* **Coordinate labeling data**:
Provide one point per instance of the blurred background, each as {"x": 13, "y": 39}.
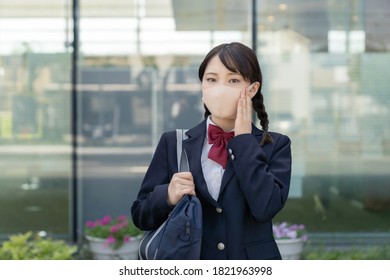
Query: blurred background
{"x": 88, "y": 86}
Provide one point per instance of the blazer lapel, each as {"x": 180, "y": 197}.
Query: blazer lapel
{"x": 229, "y": 171}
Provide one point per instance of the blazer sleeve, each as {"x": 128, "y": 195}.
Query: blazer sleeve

* **Written task**: Return, verbatim, every line of the listing from the one containing "Provide one point per instance of the blazer sleeve, each" through the final line, including both.

* **Answer to this exercise**:
Provide one point per instance of the blazer sleeve, each as {"x": 128, "y": 195}.
Query: blazer sleeve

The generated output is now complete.